Region pointing data
++++++++++

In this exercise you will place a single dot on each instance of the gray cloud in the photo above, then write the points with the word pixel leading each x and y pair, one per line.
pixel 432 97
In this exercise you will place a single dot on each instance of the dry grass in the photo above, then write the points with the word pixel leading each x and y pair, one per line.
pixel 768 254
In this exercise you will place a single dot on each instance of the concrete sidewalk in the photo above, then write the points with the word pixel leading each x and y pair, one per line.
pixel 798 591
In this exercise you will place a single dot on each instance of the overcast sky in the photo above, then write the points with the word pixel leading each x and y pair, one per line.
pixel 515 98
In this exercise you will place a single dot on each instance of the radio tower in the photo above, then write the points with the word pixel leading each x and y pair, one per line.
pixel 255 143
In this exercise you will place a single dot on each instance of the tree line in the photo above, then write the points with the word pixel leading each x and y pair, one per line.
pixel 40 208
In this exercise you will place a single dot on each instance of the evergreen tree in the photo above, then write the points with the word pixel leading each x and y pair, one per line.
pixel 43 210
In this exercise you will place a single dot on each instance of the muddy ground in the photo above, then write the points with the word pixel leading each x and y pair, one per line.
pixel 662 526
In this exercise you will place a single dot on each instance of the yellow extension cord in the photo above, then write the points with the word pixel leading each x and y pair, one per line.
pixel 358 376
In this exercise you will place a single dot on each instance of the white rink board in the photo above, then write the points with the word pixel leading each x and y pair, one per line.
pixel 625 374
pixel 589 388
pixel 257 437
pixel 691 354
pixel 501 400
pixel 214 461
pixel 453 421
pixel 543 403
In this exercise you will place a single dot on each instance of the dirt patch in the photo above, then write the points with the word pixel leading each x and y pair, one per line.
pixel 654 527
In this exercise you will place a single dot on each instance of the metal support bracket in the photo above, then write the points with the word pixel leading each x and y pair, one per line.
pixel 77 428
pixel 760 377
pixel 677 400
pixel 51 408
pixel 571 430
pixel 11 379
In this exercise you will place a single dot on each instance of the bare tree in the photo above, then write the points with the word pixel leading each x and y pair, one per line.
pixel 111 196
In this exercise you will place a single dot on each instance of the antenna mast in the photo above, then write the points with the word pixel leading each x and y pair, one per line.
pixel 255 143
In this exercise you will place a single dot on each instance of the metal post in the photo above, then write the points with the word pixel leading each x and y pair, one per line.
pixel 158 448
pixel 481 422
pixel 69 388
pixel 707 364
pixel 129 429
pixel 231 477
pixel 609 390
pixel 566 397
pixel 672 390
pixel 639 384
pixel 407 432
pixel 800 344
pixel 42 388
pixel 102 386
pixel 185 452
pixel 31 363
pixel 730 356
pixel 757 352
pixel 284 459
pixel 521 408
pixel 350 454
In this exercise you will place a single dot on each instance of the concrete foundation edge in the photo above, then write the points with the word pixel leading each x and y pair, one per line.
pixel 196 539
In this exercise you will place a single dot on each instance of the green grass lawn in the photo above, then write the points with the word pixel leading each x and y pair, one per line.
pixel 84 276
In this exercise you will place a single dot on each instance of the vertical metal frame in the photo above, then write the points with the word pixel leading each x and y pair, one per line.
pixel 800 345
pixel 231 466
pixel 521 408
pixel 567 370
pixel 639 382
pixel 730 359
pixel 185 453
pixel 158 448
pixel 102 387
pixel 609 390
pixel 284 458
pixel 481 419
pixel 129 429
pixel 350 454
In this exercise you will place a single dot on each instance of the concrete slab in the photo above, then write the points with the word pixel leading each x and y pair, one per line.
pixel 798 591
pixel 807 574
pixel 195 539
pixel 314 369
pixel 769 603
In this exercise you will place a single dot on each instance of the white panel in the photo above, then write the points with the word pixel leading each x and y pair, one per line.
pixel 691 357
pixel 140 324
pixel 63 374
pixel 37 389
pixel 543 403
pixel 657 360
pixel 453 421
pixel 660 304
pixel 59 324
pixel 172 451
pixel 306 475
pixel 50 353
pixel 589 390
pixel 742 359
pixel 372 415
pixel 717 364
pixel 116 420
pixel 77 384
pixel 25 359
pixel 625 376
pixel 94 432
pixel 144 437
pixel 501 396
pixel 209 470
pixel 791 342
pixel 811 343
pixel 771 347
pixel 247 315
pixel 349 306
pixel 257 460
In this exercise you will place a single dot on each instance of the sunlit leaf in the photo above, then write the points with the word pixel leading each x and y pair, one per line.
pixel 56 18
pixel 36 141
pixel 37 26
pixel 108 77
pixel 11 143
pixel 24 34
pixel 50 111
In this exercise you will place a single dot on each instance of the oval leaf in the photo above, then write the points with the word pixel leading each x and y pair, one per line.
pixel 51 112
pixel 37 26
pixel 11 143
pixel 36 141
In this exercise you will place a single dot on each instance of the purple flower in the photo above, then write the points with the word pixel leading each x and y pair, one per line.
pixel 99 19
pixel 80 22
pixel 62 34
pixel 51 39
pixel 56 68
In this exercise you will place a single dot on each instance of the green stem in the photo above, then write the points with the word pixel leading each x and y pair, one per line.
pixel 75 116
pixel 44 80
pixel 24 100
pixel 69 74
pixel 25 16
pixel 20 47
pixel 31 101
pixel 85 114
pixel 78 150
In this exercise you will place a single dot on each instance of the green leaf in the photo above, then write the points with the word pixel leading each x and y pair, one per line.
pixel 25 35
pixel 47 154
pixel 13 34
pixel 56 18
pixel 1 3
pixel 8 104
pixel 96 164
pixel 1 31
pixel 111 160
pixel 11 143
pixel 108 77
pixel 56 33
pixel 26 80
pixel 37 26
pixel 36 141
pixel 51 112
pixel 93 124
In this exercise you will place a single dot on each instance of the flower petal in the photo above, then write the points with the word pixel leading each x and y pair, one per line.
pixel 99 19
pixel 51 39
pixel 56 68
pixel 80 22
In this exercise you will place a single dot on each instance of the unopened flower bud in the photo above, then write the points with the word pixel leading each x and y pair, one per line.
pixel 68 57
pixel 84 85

++++++++++

- Your goal:
Precisely as given, transcribe all of the entries above.

- Task result:
In this exercise you will place a single dot on each instance of the gray cloud in the photo above, then write the points with the word pixel leading each x and y pair, one per line.
pixel 432 97
In this exercise you will place a single dot on each instance of the dry grass in the photo above, then write the points with the word pixel leading each x and y pair, one per line.
pixel 768 254
In this exercise you will place a single dot on each instance of the concrete sidewalk in the photo above, then write the points with the word pixel leading each x and y pair, one per line.
pixel 798 591
In this exercise you will place a single dot on each instance of the overcast sky in the photo above, then write the points with the word pixel leading each x and y pair, one per line.
pixel 515 98
In this exercise you will place a single dot on each instance of the radio tower in the photo above, then write the points with the word pixel leading each x and y pair, one per line.
pixel 255 143
In this exercise you will place a single dot on each instance of the tree line in the photo above, then write the points with the word pixel leading each x and y pair, one per line.
pixel 40 208
In this exercise you will place a single dot on each instance of the evergreen tree in the photo above, then write the points with the word pixel leading each x and y pair, one per line.
pixel 43 210
In this exercise you will place a single dot on each instance of the muddy ground in the photo above, then write the points with the word pixel leading each x and y pair, one per line.
pixel 662 526
In this exercise you will place a single dot on each instance of the yellow extension cord in the photo above, then write the points with the word pixel leading each x and y pair, one per line.
pixel 358 376
In this exercise you will place a single dot on each instance of the white rink board in the photo above, then write the points with the word pixel leading each x and y pair, one per line.
pixel 625 374
pixel 589 388
pixel 257 437
pixel 691 354
pixel 501 400
pixel 214 461
pixel 453 421
pixel 543 403
In this exercise you will place a single dot on each instance of the dirt patch in the photo above, then write the points with the word pixel leading each x and y pair, one per line.
pixel 654 527
In this exercise you will place a single dot on each instance of the metal support bracket in the photo above, then write the points with the word pixel leading each x and y pair, one per line.
pixel 77 428
pixel 760 377
pixel 677 400
pixel 51 408
pixel 571 430
pixel 11 379
In this exercise you will place a single dot on each instance of the bare tree in the photo above, then write the points with the word pixel leading each x and y pair, one per line.
pixel 111 196
In this exercise you will place a single dot on each instance of the antenna mast in the photo above, then write the points with the word pixel leading each x and y pair, one per line.
pixel 255 143
In this exercise you will place a single dot on each instance of the metal post in the photo above, then write the points with the word pixel leading each x and y pair, one per line.
pixel 158 448
pixel 481 422
pixel 69 388
pixel 707 364
pixel 129 429
pixel 231 477
pixel 609 390
pixel 566 397
pixel 672 390
pixel 639 384
pixel 407 432
pixel 800 344
pixel 42 388
pixel 102 386
pixel 185 452
pixel 31 363
pixel 730 356
pixel 757 352
pixel 284 459
pixel 521 408
pixel 350 454
In this exercise you will place a single dot on each instance of the concrete foundation edge in the photo above, then write the points with the word pixel leading each x and y pair, one per line.
pixel 196 539
In this exercise you will place a single dot on each instance of the green grass lawn in the photo above, then write the points with the word pixel leading each x and y pair, one per line.
pixel 84 276
In this exercise you will place a single dot on each instance of the vertical metal frame in the photo above, then write the points with the word pixel leading each x and y pair, one per line.
pixel 800 345
pixel 231 466
pixel 521 408
pixel 567 370
pixel 639 382
pixel 730 359
pixel 185 453
pixel 158 448
pixel 102 387
pixel 609 390
pixel 284 458
pixel 481 419
pixel 129 429
pixel 350 454
In this exercise you will place a single dot on each instance of the concrete slab in the photo above, then write the points with the word pixel leading each x and y pair, one per line.
pixel 798 591
pixel 807 574
pixel 195 539
pixel 314 369
pixel 769 603
In this exercise you will place a single dot on each instance of the white panel in the photo above, then write the points with the word pixel leading each x and y pair, one per line.
pixel 691 357
pixel 140 324
pixel 63 374
pixel 37 389
pixel 543 403
pixel 657 360
pixel 453 421
pixel 660 304
pixel 59 324
pixel 172 451
pixel 306 475
pixel 50 353
pixel 589 390
pixel 742 359
pixel 372 415
pixel 717 364
pixel 116 420
pixel 77 384
pixel 25 359
pixel 625 376
pixel 94 432
pixel 144 437
pixel 501 396
pixel 209 470
pixel 791 342
pixel 811 343
pixel 771 347
pixel 247 315
pixel 349 306
pixel 257 460
In this exercise you will place a single dot on each instance of the sunlit leaf in the photo above, then write the points with the word pixel leading each x and y pair, one per line.
pixel 56 18
pixel 36 141
pixel 37 26
pixel 108 77
pixel 11 143
pixel 24 34
pixel 50 111
In this exercise you will place a single dot on each instance of the oval leaf in the photo above, then write the points with the word pixel leading each x and y pair, one per line.
pixel 51 112
pixel 37 26
pixel 11 143
pixel 36 141
In this exercise you will place a single dot on each instance of the purple flower in the photo above, then write the points with the word pixel leading each x and y pair, one per line.
pixel 99 19
pixel 80 22
pixel 62 34
pixel 51 39
pixel 56 68
In this exercise you will place a single dot on each instance of the green stem in the photo above, then write the points with the word pixel leading each x and y pair, one per line.
pixel 75 116
pixel 44 80
pixel 24 100
pixel 69 74
pixel 25 16
pixel 20 47
pixel 31 101
pixel 85 114
pixel 78 150
In this exercise you will place a single dot on each instance of the green leaf in the photo above, then write the points with the word pixel leading each x and y pair, one per line.
pixel 25 35
pixel 47 154
pixel 13 34
pixel 56 18
pixel 1 3
pixel 8 104
pixel 96 164
pixel 1 31
pixel 111 160
pixel 11 143
pixel 108 77
pixel 56 33
pixel 26 80
pixel 37 26
pixel 36 141
pixel 51 112
pixel 93 124
In this exercise you will place a single dot on each instance of the flower petal in the photo above, then write the points with the word pixel leading each x and y pair, one per line.
pixel 99 19
pixel 51 39
pixel 56 68
pixel 80 22
In this exercise you will place a single dot on each instance of the unopened flower bud in the photo above, then write the points with the word pixel leading each x and y pair, one per line.
pixel 68 57
pixel 84 85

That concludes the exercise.